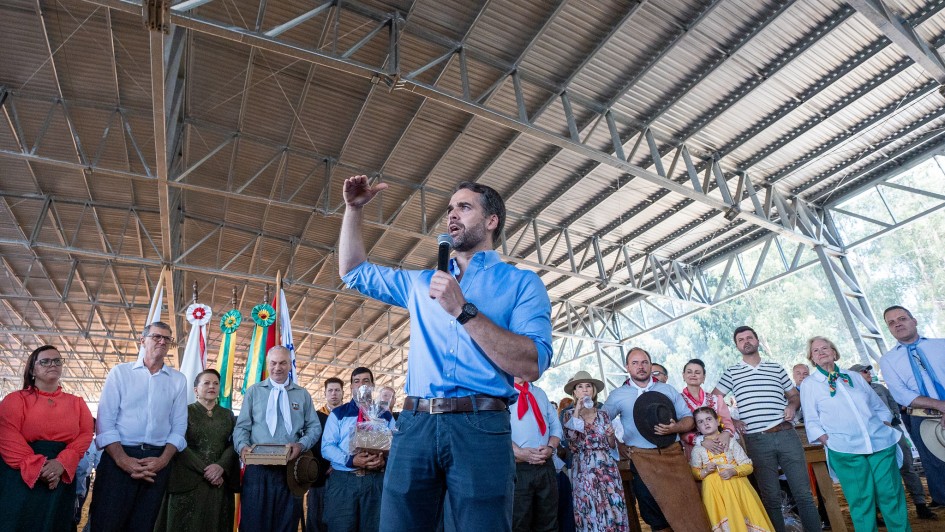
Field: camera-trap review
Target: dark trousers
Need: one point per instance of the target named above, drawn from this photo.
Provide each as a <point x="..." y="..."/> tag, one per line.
<point x="535" y="502"/>
<point x="355" y="501"/>
<point x="466" y="457"/>
<point x="266" y="504"/>
<point x="123" y="503"/>
<point x="649" y="509"/>
<point x="934" y="468"/>
<point x="565" y="504"/>
<point x="315" y="514"/>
##########
What needs to be done: Each record must be set down again without alteration, and no picture may be carried over.

Output for this task:
Field: camera-trap review
Target: dark trousers
Need: one point per instance of the target named above, drawn from this photo.
Provide each as a <point x="..." y="..."/> tag, one per line.
<point x="535" y="502"/>
<point x="355" y="501"/>
<point x="466" y="457"/>
<point x="266" y="504"/>
<point x="123" y="503"/>
<point x="649" y="509"/>
<point x="934" y="468"/>
<point x="565" y="504"/>
<point x="315" y="514"/>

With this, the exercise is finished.